[Stored data]
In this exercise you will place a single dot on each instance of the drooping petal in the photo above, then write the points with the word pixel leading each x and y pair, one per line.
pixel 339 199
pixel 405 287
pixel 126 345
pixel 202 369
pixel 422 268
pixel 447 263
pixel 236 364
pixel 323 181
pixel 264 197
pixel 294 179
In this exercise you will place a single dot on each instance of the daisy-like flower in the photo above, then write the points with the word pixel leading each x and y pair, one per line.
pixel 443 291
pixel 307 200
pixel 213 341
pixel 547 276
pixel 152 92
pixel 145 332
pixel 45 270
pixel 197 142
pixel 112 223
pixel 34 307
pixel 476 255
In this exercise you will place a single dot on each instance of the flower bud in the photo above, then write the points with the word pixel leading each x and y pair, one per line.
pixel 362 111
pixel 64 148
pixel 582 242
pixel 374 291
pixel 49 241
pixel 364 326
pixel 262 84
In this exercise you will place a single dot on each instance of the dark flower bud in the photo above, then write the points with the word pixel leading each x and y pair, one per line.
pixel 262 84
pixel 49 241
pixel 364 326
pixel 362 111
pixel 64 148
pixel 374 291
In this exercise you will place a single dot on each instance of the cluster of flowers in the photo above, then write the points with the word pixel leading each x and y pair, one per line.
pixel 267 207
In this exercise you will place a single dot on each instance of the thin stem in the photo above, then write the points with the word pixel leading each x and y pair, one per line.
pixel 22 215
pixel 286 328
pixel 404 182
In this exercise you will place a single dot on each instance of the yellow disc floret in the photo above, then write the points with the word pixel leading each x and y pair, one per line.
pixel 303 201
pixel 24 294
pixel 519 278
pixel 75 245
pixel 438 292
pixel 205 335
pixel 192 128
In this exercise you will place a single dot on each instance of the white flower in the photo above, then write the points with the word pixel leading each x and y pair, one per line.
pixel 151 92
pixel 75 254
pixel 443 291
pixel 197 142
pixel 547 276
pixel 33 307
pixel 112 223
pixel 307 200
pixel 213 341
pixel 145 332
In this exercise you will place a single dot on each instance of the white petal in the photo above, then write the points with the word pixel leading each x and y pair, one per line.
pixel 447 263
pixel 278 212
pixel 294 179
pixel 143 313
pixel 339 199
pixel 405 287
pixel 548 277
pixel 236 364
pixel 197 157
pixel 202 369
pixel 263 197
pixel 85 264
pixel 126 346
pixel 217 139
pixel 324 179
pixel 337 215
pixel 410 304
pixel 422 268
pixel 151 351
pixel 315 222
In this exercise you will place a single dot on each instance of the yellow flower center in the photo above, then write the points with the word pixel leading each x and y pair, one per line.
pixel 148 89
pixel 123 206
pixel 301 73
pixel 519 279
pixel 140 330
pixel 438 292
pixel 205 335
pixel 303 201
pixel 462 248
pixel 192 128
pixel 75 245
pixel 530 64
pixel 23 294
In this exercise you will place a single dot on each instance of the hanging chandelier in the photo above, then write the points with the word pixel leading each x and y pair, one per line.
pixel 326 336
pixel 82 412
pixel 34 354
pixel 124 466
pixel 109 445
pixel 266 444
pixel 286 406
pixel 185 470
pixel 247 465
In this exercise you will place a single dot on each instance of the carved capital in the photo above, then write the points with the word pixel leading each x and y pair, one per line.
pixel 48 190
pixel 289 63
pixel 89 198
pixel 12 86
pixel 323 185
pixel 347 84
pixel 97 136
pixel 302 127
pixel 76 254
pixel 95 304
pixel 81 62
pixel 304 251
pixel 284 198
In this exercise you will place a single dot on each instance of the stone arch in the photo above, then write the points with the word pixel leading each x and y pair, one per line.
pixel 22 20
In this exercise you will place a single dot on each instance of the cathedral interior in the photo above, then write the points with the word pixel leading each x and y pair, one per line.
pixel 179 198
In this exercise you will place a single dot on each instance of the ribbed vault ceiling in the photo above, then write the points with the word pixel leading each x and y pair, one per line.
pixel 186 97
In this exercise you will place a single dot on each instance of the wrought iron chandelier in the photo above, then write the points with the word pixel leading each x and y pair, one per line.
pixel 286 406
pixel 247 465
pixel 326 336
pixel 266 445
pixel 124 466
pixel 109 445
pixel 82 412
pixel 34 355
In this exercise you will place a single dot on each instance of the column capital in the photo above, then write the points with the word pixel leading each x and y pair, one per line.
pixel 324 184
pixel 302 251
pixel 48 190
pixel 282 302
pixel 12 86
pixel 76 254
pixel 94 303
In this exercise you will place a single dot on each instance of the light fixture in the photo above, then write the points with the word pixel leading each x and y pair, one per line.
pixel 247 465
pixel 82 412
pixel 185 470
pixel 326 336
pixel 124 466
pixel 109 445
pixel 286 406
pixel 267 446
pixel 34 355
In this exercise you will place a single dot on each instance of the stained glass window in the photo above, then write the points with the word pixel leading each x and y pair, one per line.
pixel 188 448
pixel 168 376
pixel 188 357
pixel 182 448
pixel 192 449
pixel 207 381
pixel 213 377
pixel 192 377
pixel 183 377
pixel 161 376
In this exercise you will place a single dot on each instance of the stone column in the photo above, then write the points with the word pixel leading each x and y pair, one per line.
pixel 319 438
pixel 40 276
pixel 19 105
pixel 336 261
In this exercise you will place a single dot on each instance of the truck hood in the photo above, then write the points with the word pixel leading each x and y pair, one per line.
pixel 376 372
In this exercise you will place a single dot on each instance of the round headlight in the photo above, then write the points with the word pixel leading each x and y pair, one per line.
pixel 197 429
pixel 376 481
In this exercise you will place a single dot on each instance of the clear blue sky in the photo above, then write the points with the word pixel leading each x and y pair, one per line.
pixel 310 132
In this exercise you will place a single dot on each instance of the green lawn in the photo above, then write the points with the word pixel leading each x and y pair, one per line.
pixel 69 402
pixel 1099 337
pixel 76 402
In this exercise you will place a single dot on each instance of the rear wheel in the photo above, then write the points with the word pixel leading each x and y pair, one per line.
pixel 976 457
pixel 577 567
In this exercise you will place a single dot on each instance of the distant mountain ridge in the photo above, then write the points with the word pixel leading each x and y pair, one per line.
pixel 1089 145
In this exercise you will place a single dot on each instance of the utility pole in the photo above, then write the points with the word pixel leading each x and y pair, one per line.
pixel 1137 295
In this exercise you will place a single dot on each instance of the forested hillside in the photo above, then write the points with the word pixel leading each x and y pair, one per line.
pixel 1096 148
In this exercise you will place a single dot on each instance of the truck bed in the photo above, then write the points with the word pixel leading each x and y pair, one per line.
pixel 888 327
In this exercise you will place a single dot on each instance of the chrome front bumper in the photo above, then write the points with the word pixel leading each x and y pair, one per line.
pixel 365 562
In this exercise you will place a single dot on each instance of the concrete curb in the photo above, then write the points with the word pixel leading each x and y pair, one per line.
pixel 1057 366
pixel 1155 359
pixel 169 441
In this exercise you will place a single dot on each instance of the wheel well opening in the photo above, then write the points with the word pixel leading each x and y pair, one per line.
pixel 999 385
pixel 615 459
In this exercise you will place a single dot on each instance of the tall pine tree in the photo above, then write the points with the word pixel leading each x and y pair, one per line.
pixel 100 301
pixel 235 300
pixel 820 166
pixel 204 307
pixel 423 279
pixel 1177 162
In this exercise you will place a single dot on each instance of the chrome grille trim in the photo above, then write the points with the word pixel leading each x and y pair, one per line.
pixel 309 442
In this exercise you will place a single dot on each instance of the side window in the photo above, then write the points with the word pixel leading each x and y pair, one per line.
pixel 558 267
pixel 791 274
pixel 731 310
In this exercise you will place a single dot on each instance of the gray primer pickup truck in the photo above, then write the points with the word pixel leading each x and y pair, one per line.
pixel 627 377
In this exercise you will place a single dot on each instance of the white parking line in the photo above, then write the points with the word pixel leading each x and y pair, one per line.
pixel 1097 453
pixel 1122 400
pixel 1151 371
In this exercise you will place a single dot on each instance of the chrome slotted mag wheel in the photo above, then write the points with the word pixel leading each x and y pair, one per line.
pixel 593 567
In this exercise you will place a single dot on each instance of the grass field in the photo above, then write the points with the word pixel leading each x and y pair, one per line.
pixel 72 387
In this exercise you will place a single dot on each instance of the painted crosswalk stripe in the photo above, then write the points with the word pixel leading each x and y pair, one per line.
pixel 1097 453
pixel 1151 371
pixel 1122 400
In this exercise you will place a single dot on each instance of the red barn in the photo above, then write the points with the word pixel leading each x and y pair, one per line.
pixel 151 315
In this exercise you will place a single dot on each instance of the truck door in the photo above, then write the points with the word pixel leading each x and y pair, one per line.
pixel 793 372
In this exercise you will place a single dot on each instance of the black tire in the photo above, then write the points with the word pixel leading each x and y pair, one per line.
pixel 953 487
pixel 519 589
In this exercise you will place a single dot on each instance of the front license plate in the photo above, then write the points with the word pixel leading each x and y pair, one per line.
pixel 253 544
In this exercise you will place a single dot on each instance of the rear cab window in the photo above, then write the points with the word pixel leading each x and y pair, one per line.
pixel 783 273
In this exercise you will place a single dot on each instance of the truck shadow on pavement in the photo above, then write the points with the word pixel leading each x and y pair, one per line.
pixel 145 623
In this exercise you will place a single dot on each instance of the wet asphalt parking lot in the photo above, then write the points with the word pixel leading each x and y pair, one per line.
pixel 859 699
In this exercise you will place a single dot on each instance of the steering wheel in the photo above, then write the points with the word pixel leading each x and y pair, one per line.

** What you should do **
I need exact copies of the lines from the one holding "of the painted" through the end of the records above, and nothing beyond them.

** Exercise result **
In this exercise you will place a single dot on each instance of the painted crosswalk stripe in the photo above, then write the points with the word pixel leading each x and y pair, one per line.
pixel 1097 453
pixel 1151 371
pixel 1122 400
In this exercise you will place a single dot on each instance of the red barn in the photo above, then write the points with the word pixel leading each x and y pair, one per line.
pixel 151 315
In this exercise you will place a single dot on each instance of the truck door in the photo above, then write the points with the word pixel leading each x and y pair, one per line.
pixel 793 372
In this exercise you will place a single dot on each instance of the black tire in the photo above, then write the points with the word pixel leading each x and y pair, one per line.
pixel 953 487
pixel 519 589
In this exercise you will place a single dot on each instance of the front license plate in the photo above, then write the points with the word pixel leading each x and y pair, one per line.
pixel 253 544
In this exercise you will place a single dot on each instance of the rear cab window in the photo above, then write the points with the word pixel leading each x and y pair, one per line.
pixel 783 273
In this exercise you will place a single dot on each instance of the truck shadow on pavement in the photo above, then write the points with the word pixel leading each x and y pair, one per line.
pixel 145 623
In this exercise you will place a single dot on each instance of the wet asphalt parking lot in the photo above, then write the points with the word pixel leading each x and y pair, one per line.
pixel 859 699
In this exercise you will place a single dot on each instance of the steering wheel in the photo above, then write the points with the word pixel leading each x and y pair, one per line.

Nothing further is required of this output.